Reading text:
The Right Should Tell the Proud Boys to Get Lost - The American Spectator | USA News and Politics
The Right Should Tell the Proud Boys to Get Lost
Proud Boy at a rally (Robert P. Alvarez/

Almost every political movement has a moment when it must deal with its irresponsible dregs. The violent louts who seem determined to embarrass you and everything you stand for. The sort of folks who you begin to believe were hired by the other side.

For the president’s supporters, that’s the Proud Boys.

Obviously, BLM marchers had this problem. Legitimate political protests became an excuse for unvarnished looting in several cities around the nation. During one of the early demonstrations, supposed social justice warriors decided that the big glass windows of my organization’s building should be used for target practice. Apparently these jerks thought a march was a good excuse for engaging in pointless vandalism.

Unsurprisingly, that didn’t leave me with a very high opinion of the protesters. How could I take their professed concerns seriously if they would destroy for no reason other than destruction’s sake? Ironically, my institute had done work on the problem of police accountability.

Set exercise 1: Reproduce the passage of the Proud Boys article starting with "Unsurprisingly, that didn’t" and going on through "of police accountability.".
Set exercise 2: Carry on the Proud Boys article from its last sentence.

Records shown:
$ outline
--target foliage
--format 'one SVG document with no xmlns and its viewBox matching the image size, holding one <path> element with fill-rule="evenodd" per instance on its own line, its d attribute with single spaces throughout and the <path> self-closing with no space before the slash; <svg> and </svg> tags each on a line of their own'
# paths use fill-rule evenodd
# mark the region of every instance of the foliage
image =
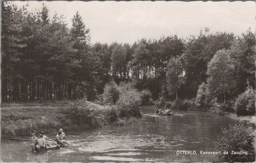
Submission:
<svg viewBox="0 0 256 163">
<path fill-rule="evenodd" d="M 150 104 L 150 99 L 152 97 L 152 93 L 148 89 L 144 89 L 141 91 L 141 103 L 143 105 L 148 105 Z"/>
<path fill-rule="evenodd" d="M 119 74 L 120 78 L 122 78 L 122 75 L 126 75 L 126 55 L 127 52 L 125 48 L 120 45 L 115 46 L 111 54 L 111 66 L 114 76 L 118 76 Z"/>
<path fill-rule="evenodd" d="M 228 155 L 219 155 L 222 162 L 251 162 L 255 161 L 255 150 L 253 147 L 255 140 L 255 127 L 246 123 L 230 125 L 228 129 L 223 129 L 223 136 L 216 143 L 216 151 L 221 153 L 226 151 Z M 247 152 L 247 155 L 232 155 L 232 151 Z"/>
<path fill-rule="evenodd" d="M 67 115 L 67 118 L 72 120 L 72 124 L 76 125 L 88 124 L 90 120 L 91 111 L 86 101 L 86 97 L 84 97 L 81 100 L 71 103 L 70 106 L 64 111 Z"/>
<path fill-rule="evenodd" d="M 120 117 L 140 117 L 139 106 L 141 104 L 141 94 L 131 85 L 123 85 L 119 99 L 116 102 L 118 116 Z"/>
<path fill-rule="evenodd" d="M 1 7 L 3 102 L 76 99 L 84 94 L 92 101 L 111 80 L 136 80 L 138 90 L 148 89 L 152 99 L 164 101 L 176 93 L 181 99 L 195 97 L 203 82 L 214 99 L 223 103 L 242 93 L 247 80 L 255 88 L 256 41 L 250 29 L 241 36 L 206 28 L 186 39 L 173 35 L 131 45 L 91 45 L 90 29 L 78 12 L 70 25 L 64 15 L 51 17 L 44 3 L 38 11 L 9 1 Z M 228 68 L 232 73 L 207 74 L 207 64 L 221 53 L 228 55 L 221 60 L 234 66 Z M 215 66 L 216 72 L 224 67 Z"/>
<path fill-rule="evenodd" d="M 238 116 L 253 115 L 255 113 L 255 92 L 248 85 L 244 92 L 236 100 L 235 110 Z"/>
<path fill-rule="evenodd" d="M 118 86 L 115 82 L 110 82 L 106 84 L 102 94 L 104 104 L 115 104 L 118 100 L 120 91 Z"/>
<path fill-rule="evenodd" d="M 200 110 L 207 110 L 207 108 L 215 104 L 214 97 L 211 94 L 207 85 L 202 83 L 197 90 L 195 104 Z"/>
<path fill-rule="evenodd" d="M 181 57 L 172 57 L 168 64 L 166 73 L 167 89 L 170 94 L 176 94 L 176 100 L 178 99 L 177 91 L 184 83 L 185 77 L 183 74 Z"/>
<path fill-rule="evenodd" d="M 222 103 L 234 88 L 234 70 L 228 51 L 225 50 L 218 50 L 208 64 L 207 87 Z"/>
<path fill-rule="evenodd" d="M 188 38 L 184 56 L 188 97 L 195 97 L 198 86 L 205 82 L 207 64 L 214 53 L 219 50 L 228 49 L 235 38 L 232 33 L 211 33 L 208 28 Z"/>
</svg>

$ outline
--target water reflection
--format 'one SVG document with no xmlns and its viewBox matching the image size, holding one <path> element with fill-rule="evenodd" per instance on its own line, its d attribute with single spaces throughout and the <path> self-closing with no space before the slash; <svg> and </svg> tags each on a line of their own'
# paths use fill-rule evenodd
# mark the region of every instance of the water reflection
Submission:
<svg viewBox="0 0 256 163">
<path fill-rule="evenodd" d="M 34 154 L 29 142 L 3 141 L 2 159 L 30 162 L 163 161 L 175 150 L 211 150 L 214 142 L 233 122 L 206 113 L 177 112 L 170 117 L 144 115 L 141 123 L 122 127 L 109 127 L 80 132 L 67 132 L 73 145 L 67 149 Z M 182 159 L 180 159 L 182 158 Z M 181 159 L 181 160 L 180 160 Z"/>
</svg>

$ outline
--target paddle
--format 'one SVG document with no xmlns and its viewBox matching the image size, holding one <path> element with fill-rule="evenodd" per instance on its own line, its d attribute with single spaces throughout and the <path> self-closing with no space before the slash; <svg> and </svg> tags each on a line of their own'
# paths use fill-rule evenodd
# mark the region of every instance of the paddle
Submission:
<svg viewBox="0 0 256 163">
<path fill-rule="evenodd" d="M 29 139 L 15 139 L 15 138 L 8 138 L 7 139 L 8 139 L 8 140 L 17 140 L 17 141 L 31 141 Z"/>
<path fill-rule="evenodd" d="M 53 144 L 56 145 L 57 146 L 58 146 L 60 149 L 61 149 L 62 148 L 60 147 L 60 145 L 58 145 L 57 143 L 55 143 L 54 142 L 53 142 L 52 141 L 51 141 L 51 142 L 52 142 Z"/>
</svg>

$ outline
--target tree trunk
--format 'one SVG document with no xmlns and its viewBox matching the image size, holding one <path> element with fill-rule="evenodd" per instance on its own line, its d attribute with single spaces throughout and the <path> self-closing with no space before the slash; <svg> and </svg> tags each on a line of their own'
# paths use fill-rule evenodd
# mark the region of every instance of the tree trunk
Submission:
<svg viewBox="0 0 256 163">
<path fill-rule="evenodd" d="M 74 82 L 74 99 L 76 99 L 76 82 Z"/>
<path fill-rule="evenodd" d="M 68 83 L 68 99 L 72 99 L 72 83 Z"/>
<path fill-rule="evenodd" d="M 50 100 L 52 101 L 52 83 L 50 82 L 50 83 L 49 84 L 49 98 Z"/>
</svg>

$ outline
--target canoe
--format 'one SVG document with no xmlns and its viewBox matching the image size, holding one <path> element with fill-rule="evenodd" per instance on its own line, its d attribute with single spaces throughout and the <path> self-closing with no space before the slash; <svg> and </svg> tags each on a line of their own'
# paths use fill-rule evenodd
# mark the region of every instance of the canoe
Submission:
<svg viewBox="0 0 256 163">
<path fill-rule="evenodd" d="M 51 146 L 51 147 L 47 147 L 46 148 L 36 148 L 36 151 L 37 152 L 44 152 L 44 151 L 47 151 L 47 150 L 56 150 L 56 149 L 59 149 L 60 147 L 58 147 L 58 146 Z"/>
<path fill-rule="evenodd" d="M 60 147 L 63 148 L 65 146 L 68 146 L 68 145 L 58 145 Z M 45 151 L 48 151 L 48 150 L 57 150 L 57 149 L 60 149 L 60 147 L 54 145 L 54 146 L 52 146 L 50 147 L 47 147 L 46 148 L 36 148 L 36 152 L 45 152 Z"/>
</svg>

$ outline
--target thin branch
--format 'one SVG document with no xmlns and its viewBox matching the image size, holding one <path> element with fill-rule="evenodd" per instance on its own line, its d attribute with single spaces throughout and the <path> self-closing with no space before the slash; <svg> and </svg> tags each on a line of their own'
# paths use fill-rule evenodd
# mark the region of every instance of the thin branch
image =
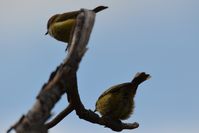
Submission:
<svg viewBox="0 0 199 133">
<path fill-rule="evenodd" d="M 52 128 L 57 125 L 61 120 L 63 120 L 68 114 L 70 114 L 74 110 L 71 104 L 68 105 L 62 112 L 60 112 L 53 120 L 46 123 L 46 128 Z"/>
<path fill-rule="evenodd" d="M 17 133 L 47 133 L 48 128 L 56 125 L 57 122 L 73 110 L 76 111 L 79 118 L 91 123 L 104 125 L 114 131 L 134 129 L 139 126 L 136 122 L 122 123 L 106 117 L 100 117 L 93 111 L 85 109 L 81 102 L 76 74 L 79 63 L 87 50 L 86 46 L 94 20 L 95 13 L 93 11 L 85 9 L 81 11 L 77 17 L 69 52 L 64 62 L 51 74 L 48 83 L 44 84 L 33 107 L 8 132 L 15 129 Z M 69 106 L 55 120 L 45 125 L 45 122 L 50 117 L 52 108 L 64 93 L 67 93 Z"/>
<path fill-rule="evenodd" d="M 88 15 L 88 16 L 86 16 Z M 71 72 L 76 72 L 79 63 L 86 52 L 88 39 L 94 24 L 95 13 L 93 11 L 82 10 L 77 17 L 77 24 L 74 30 L 74 35 L 71 42 L 69 53 L 62 64 L 57 67 L 46 83 L 33 107 L 20 121 L 17 122 L 11 129 L 15 129 L 17 133 L 47 133 L 47 128 L 44 125 L 50 117 L 50 112 L 54 105 L 58 102 L 61 96 L 70 88 L 65 83 L 63 75 L 71 75 Z M 86 19 L 90 20 L 90 26 L 85 27 Z M 89 25 L 89 24 L 87 24 Z M 70 78 L 70 77 L 67 77 Z"/>
</svg>

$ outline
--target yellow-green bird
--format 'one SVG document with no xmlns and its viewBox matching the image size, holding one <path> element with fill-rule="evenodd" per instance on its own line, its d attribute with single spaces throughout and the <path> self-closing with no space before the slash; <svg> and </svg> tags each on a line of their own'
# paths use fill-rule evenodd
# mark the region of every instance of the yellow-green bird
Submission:
<svg viewBox="0 0 199 133">
<path fill-rule="evenodd" d="M 138 85 L 151 76 L 145 72 L 137 73 L 133 80 L 112 86 L 98 98 L 95 111 L 102 117 L 112 120 L 125 120 L 130 117 L 134 110 L 134 100 Z"/>
<path fill-rule="evenodd" d="M 92 11 L 97 13 L 106 8 L 108 7 L 98 6 Z M 79 10 L 53 15 L 48 20 L 47 32 L 45 35 L 50 34 L 50 36 L 52 36 L 56 40 L 69 44 L 69 42 L 71 41 L 70 39 L 72 39 L 71 34 L 73 33 L 73 29 L 76 23 L 76 17 L 79 15 L 80 12 L 81 11 Z"/>
</svg>

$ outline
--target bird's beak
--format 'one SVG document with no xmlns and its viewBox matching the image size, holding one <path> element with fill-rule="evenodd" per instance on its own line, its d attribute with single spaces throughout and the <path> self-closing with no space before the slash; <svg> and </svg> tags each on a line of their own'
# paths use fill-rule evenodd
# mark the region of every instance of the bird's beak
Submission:
<svg viewBox="0 0 199 133">
<path fill-rule="evenodd" d="M 45 33 L 45 35 L 48 35 L 48 31 Z"/>
</svg>

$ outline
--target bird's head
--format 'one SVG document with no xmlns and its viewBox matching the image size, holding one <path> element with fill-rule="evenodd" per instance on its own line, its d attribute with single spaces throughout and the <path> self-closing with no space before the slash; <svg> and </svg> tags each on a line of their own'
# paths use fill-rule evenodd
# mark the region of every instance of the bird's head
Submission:
<svg viewBox="0 0 199 133">
<path fill-rule="evenodd" d="M 53 15 L 52 17 L 50 17 L 50 19 L 48 20 L 48 23 L 47 23 L 47 32 L 45 33 L 45 35 L 47 35 L 49 33 L 50 26 L 55 22 L 55 20 L 58 16 L 59 16 L 59 14 L 56 14 L 56 15 Z"/>
</svg>

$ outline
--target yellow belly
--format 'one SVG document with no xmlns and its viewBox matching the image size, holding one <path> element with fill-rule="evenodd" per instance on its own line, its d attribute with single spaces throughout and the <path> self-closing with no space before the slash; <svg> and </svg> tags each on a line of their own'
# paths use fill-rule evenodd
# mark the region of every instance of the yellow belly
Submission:
<svg viewBox="0 0 199 133">
<path fill-rule="evenodd" d="M 102 116 L 108 116 L 115 120 L 125 120 L 132 114 L 134 101 L 132 97 L 125 98 L 120 94 L 107 94 L 96 103 L 96 110 Z"/>
<path fill-rule="evenodd" d="M 69 42 L 75 25 L 75 19 L 56 22 L 50 27 L 50 35 L 62 42 Z"/>
</svg>

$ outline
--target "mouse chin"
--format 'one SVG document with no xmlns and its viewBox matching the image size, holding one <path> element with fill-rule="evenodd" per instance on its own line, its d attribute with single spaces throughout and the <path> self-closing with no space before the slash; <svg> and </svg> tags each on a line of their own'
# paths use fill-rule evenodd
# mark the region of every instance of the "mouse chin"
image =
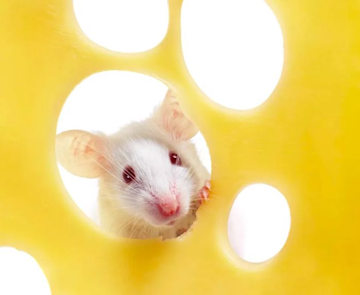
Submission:
<svg viewBox="0 0 360 295">
<path fill-rule="evenodd" d="M 170 227 L 173 225 L 179 217 L 179 215 L 169 217 L 166 218 L 159 218 L 157 216 L 149 216 L 146 219 L 149 223 L 155 227 L 163 227 L 164 226 Z"/>
</svg>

Written reply 1:
Unsurprisingly, that didn’t leave me with a very high opinion of the protesters. How could I take their professed concerns seriously if they would destroy for no reason other than destruction’s sake? Ironically, my institute had done work on the problem of police accountability.

Written reply 2:
Now the problem is with the other side. Opinions of the Washington, D.C., Jericho March vary. It struck me as bizarrely cultish, but some serious political activists and religious believers still turned out. As well as the Proud Boys.

I didn’t have a very high opinion of them before the event, given their obvious penchant for violence and apparent affinity for white supremacy. They failed to meet even my low standard, however. They attacked two historic black churches, ripped down BLM signs, and burned them.

Forget political differences for a moment. There is something more important at stake, including standing with fellow believers when under attack.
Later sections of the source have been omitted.